* The problem
Please copy out, word for word, the lines of the records below from the one containing "Practice. Identify the metal" through the last line, inclusive.

* * * * *

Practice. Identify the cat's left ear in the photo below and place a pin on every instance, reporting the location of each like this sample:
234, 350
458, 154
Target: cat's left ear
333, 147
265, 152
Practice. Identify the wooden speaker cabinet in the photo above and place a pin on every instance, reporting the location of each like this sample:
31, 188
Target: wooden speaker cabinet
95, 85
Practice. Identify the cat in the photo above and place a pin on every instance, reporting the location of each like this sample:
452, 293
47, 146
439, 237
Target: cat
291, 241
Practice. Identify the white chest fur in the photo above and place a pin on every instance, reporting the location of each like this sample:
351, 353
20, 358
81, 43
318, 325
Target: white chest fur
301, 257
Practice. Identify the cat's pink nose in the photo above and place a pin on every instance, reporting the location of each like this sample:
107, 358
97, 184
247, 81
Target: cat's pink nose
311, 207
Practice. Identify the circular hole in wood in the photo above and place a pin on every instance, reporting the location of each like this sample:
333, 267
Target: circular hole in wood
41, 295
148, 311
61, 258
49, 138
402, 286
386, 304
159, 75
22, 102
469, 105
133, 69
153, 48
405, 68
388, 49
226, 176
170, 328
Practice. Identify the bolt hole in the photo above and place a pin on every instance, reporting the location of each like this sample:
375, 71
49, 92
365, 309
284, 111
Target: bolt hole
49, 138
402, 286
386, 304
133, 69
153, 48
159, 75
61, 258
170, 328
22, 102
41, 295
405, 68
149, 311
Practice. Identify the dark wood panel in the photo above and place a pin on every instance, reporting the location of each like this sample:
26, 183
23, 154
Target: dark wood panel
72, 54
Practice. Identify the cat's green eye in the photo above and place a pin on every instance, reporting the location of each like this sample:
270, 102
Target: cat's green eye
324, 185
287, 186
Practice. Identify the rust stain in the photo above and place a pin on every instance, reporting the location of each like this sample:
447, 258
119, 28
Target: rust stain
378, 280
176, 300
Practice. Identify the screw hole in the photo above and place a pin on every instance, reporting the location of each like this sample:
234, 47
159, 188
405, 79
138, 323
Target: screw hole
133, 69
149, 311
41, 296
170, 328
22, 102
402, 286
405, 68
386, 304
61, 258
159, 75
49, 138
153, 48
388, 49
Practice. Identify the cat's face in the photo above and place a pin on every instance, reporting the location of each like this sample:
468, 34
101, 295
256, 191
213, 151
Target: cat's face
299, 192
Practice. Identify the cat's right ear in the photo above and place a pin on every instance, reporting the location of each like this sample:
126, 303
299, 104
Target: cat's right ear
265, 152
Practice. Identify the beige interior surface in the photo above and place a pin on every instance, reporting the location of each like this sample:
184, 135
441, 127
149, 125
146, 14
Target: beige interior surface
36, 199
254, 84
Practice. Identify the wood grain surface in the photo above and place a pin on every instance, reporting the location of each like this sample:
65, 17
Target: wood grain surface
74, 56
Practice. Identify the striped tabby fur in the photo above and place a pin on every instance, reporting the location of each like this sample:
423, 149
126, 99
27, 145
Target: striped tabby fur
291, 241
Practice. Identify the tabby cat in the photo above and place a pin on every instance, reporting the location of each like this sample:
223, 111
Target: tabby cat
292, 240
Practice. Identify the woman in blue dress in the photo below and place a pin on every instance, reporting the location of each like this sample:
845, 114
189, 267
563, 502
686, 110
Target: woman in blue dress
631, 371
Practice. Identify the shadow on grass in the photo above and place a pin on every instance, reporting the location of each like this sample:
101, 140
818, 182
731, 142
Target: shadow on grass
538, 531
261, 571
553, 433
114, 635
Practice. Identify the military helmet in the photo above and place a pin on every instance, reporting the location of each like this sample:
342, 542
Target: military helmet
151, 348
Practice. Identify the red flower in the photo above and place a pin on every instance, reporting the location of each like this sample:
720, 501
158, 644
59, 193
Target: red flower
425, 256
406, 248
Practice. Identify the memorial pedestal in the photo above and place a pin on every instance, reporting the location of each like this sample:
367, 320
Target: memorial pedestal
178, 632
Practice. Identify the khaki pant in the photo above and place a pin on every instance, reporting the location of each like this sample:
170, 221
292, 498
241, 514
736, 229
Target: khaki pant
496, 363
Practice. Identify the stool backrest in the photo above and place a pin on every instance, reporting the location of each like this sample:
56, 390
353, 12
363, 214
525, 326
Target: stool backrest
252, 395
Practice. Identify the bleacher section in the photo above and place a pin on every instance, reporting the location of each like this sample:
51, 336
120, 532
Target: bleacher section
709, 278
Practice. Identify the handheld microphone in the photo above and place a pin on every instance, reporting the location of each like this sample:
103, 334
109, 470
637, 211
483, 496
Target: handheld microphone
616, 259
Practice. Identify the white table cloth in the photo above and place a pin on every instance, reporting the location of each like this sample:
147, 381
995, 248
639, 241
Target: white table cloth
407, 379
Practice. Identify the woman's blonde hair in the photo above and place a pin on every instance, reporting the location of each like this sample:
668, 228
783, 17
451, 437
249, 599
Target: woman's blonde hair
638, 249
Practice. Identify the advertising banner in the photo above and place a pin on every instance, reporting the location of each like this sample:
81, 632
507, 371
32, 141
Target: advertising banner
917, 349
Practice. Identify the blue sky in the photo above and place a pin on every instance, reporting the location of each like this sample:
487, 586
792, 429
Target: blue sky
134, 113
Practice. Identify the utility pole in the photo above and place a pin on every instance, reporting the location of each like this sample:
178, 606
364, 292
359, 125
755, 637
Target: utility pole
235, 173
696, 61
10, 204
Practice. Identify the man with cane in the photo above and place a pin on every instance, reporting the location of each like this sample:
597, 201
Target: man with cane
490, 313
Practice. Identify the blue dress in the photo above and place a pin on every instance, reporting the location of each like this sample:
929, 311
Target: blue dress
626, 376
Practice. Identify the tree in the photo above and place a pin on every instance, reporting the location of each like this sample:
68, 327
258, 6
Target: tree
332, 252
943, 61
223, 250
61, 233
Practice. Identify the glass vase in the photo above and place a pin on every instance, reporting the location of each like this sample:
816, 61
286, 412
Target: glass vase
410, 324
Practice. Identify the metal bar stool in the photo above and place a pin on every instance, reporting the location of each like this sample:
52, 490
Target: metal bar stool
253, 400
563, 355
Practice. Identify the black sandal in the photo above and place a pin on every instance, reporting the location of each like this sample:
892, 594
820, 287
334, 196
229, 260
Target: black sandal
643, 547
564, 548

* * * * *

* Solution to the problem
Practice. Identify the metal bar stool in the photo above and place a pin on every instance, reporting the location of each like this sample:
52, 490
Target: metal bar stool
253, 400
563, 355
Practice. Identify the black sandal in the photo above and place a pin on every instance, reporting the location of each like this sample:
892, 594
820, 287
334, 196
229, 260
Target: black sandal
643, 547
564, 548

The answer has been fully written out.